Where the records below have a line with "outline", that line is to be copied.

Data records
-=-=-=-=-

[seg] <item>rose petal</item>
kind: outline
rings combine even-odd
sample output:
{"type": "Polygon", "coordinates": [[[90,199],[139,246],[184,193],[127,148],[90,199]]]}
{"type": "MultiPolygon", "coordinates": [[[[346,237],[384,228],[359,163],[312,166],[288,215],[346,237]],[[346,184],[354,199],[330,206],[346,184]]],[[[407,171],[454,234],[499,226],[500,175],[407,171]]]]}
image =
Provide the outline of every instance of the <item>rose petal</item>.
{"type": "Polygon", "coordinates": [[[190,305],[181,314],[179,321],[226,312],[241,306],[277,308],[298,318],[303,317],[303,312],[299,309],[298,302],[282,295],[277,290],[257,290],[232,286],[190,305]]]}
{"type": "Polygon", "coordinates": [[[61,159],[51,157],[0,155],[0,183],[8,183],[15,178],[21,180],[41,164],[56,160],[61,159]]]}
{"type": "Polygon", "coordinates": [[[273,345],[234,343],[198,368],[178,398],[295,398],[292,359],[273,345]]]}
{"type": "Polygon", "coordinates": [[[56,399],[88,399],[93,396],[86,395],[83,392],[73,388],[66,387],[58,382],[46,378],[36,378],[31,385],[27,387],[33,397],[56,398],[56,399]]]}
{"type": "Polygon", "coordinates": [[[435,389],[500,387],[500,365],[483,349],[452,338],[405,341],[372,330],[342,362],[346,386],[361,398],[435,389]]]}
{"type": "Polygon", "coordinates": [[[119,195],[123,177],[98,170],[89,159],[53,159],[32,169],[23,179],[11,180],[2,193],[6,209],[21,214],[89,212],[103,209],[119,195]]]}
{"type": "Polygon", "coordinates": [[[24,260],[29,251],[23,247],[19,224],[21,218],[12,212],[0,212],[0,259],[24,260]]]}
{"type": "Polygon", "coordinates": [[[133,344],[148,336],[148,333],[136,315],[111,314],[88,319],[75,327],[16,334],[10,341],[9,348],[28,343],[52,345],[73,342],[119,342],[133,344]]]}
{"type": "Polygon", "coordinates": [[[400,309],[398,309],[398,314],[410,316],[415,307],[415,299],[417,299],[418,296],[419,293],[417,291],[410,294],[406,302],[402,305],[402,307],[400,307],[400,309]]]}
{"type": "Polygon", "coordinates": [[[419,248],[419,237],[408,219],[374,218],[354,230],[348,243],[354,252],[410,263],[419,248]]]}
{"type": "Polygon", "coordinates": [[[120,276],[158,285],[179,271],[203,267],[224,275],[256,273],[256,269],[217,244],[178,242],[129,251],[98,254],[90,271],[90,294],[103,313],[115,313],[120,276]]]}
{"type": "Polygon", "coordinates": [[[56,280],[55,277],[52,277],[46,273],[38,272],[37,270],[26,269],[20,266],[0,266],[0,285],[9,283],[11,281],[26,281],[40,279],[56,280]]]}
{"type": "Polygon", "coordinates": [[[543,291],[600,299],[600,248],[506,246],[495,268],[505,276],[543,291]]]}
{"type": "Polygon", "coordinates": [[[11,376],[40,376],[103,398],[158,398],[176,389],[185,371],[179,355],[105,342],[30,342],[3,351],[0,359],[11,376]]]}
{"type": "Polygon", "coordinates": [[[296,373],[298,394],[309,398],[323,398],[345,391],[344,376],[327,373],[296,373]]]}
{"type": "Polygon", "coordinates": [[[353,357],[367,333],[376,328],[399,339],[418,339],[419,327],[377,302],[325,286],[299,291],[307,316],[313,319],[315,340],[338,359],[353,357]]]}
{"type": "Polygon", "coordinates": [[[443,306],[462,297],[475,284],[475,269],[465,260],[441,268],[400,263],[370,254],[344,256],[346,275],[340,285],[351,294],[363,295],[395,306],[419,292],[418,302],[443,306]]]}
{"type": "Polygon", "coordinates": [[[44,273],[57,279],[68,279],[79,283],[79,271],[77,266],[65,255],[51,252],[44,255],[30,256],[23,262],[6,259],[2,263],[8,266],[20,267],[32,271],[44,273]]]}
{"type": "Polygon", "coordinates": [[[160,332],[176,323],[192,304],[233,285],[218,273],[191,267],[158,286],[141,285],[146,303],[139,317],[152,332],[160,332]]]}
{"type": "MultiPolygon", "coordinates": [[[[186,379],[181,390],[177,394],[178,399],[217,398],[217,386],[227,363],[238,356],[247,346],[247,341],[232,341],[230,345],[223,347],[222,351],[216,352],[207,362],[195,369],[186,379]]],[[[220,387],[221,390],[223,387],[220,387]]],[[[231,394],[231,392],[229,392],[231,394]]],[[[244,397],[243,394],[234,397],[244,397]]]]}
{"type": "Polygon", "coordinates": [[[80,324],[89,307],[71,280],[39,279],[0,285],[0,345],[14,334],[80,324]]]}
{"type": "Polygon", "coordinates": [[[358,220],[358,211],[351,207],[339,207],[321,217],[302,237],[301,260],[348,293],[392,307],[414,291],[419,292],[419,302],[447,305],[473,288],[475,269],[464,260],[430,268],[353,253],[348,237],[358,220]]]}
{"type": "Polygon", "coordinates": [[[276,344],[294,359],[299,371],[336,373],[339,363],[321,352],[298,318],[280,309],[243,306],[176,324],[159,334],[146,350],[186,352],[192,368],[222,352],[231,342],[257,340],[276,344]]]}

-=-=-=-=-

▸ Exercise output
kind: outline
Provide the outline of every instance of the <item>rose petal</item>.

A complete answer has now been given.